> [Your task]: List every line below containing "alpine".

(Region pointing data)
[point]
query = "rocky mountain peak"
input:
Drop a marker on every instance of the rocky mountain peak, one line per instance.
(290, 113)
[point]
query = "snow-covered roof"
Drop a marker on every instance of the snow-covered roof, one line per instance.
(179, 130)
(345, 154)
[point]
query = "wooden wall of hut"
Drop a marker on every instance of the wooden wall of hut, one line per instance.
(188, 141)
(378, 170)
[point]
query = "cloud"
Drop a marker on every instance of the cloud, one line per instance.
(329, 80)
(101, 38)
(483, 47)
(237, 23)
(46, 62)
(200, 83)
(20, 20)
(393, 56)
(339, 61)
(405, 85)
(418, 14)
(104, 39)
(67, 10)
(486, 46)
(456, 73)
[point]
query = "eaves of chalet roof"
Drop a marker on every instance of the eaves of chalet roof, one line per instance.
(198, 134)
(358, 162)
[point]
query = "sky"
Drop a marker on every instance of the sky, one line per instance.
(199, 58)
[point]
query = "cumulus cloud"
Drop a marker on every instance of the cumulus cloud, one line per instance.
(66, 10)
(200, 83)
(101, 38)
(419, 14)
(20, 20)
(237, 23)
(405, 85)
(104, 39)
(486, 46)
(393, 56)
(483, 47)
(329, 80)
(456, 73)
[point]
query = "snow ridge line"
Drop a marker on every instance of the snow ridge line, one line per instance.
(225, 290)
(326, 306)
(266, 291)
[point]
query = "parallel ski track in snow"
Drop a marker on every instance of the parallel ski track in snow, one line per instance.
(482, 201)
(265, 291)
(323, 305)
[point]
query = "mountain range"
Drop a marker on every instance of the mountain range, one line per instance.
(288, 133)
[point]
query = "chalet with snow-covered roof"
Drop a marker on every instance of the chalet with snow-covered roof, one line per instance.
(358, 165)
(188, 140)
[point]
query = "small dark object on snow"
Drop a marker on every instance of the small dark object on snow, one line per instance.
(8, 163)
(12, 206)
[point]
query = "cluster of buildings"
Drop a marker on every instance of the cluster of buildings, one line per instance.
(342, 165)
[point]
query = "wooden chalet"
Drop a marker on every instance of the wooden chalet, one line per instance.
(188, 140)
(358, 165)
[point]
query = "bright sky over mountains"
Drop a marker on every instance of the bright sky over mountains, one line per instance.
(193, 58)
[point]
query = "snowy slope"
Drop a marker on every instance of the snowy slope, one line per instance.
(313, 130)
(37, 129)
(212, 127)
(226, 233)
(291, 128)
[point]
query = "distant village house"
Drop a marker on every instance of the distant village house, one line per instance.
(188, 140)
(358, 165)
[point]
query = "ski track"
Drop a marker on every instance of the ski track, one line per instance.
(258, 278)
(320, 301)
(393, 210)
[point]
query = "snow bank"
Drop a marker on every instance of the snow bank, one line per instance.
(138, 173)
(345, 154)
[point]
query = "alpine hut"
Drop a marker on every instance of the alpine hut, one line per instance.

> [Response]:
query = "alpine hut"
Drop a marker on every instance of the alpine hut, one line per instance.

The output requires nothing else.